In the collection of funny stories, what did the young daughter think had happened to the grandmother's lips?

**Text section:**
-- begin --

Man, this is a hard room!
You know on the fishing shows on TV they always throw the fish back after they're caught? They don't want to eat them, they just want to make them late for something..
---NV_Barbara on 4/14/07

When my daughter was very young she picked at her lip non stop. My mom told her that if she didn't quit picking at her lip, she wasn't going to have a lip. My grandmother, who had no teeth, giving the illusion that she had no lips, was visiting my mom the day my mom told my daughter she wouldn't have a lip if she kept picking at it, and my daughter looked at me and said, "is that what happen to nanny?" She thought my grandmother picked her lips off. I busted out laughing.
---KathyLH on 6/30/06

My pregnant sister thought that her 4 years-old daughter could understand the whole details when she asked mommy, "How do you get pregnant?" So she told her.

-- end --

**Extracted data:**
-- begin --

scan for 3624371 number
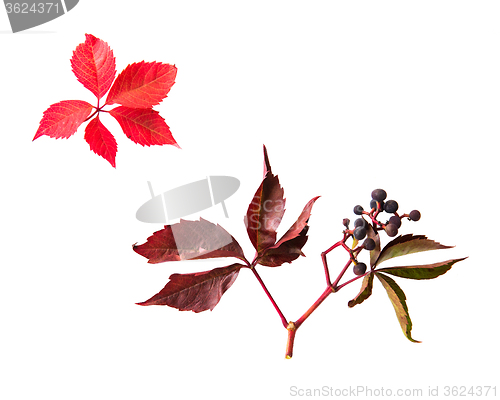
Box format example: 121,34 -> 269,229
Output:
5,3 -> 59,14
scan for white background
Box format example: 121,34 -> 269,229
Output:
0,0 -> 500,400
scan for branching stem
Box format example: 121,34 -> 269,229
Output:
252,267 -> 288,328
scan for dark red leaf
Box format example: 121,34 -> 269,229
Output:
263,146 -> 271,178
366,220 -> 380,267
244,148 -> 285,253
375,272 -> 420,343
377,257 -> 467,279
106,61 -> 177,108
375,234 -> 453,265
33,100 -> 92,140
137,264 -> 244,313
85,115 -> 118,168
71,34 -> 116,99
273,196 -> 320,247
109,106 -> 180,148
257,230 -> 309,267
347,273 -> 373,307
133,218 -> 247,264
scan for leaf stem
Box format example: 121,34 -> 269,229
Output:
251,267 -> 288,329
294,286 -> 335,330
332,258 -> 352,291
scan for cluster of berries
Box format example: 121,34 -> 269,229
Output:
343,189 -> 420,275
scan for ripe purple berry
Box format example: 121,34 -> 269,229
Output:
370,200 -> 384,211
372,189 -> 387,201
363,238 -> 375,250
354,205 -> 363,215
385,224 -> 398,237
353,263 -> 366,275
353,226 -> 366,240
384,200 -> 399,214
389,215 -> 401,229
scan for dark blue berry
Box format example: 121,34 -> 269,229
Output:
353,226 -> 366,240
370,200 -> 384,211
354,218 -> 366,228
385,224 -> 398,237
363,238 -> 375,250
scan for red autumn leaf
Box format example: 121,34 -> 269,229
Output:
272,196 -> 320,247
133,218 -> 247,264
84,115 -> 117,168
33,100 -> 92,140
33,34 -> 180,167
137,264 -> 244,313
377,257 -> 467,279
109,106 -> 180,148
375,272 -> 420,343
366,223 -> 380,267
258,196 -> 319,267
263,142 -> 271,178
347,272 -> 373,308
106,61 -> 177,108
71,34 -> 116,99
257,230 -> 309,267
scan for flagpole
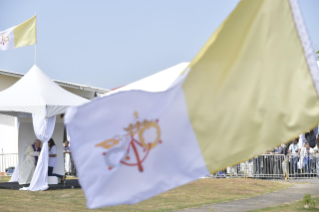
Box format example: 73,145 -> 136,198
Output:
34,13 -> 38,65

-- end --
-- begin --

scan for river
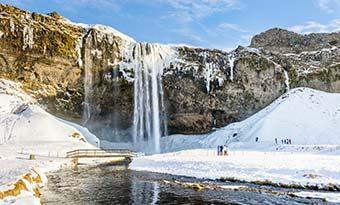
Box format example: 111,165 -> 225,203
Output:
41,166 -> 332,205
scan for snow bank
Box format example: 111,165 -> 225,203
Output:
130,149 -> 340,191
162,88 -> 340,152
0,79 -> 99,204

-- end --

**Response below:** She thought the grandmother had picked her lips off.